TASK TO CARRY OUT: With the pictures left out, write out the records verbatim.

STUDY MATERIAL:
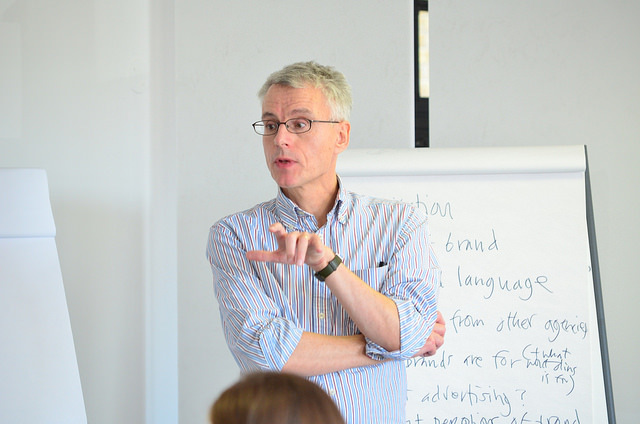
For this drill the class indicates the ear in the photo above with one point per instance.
(343, 136)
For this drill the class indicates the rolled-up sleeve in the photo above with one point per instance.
(258, 331)
(412, 282)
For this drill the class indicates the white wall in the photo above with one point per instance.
(142, 161)
(80, 77)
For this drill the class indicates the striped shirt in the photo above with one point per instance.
(265, 307)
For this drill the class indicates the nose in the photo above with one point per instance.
(282, 136)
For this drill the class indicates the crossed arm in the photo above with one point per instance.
(375, 315)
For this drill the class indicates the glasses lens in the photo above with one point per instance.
(298, 125)
(265, 127)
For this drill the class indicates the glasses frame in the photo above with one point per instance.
(286, 125)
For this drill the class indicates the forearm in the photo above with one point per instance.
(375, 315)
(318, 354)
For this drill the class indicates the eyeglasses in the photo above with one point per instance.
(294, 125)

FINISHED EXERCISE:
For this drill the class indicates the ear in the photo above with one point per instance.
(343, 136)
For this drill the class indicates the rolled-up sleeve in the photo above with one point per instance.
(258, 331)
(412, 282)
For this drill the class indicates the white wall in the photo above with one point per instance.
(142, 161)
(80, 77)
For this drill the class indicates the striped shirt in the photo above with one point per instance.
(265, 307)
For this drill the class indicates the nose in the photo above with one point per instance.
(282, 136)
For this drill the class indicates the crossed arm in the photo above with one point per instance.
(375, 315)
For this drill the class indicates the glasses lens in the photo above with one point per instance.
(298, 125)
(265, 127)
For this drill the class indicates the glasses frame in the photo above with one point per instance.
(286, 125)
For this drill the class indicates the forearm in the photo above with one point per instance.
(375, 315)
(318, 354)
For this drill the class indicates the eyeglasses in the photo above with one point per instance.
(294, 125)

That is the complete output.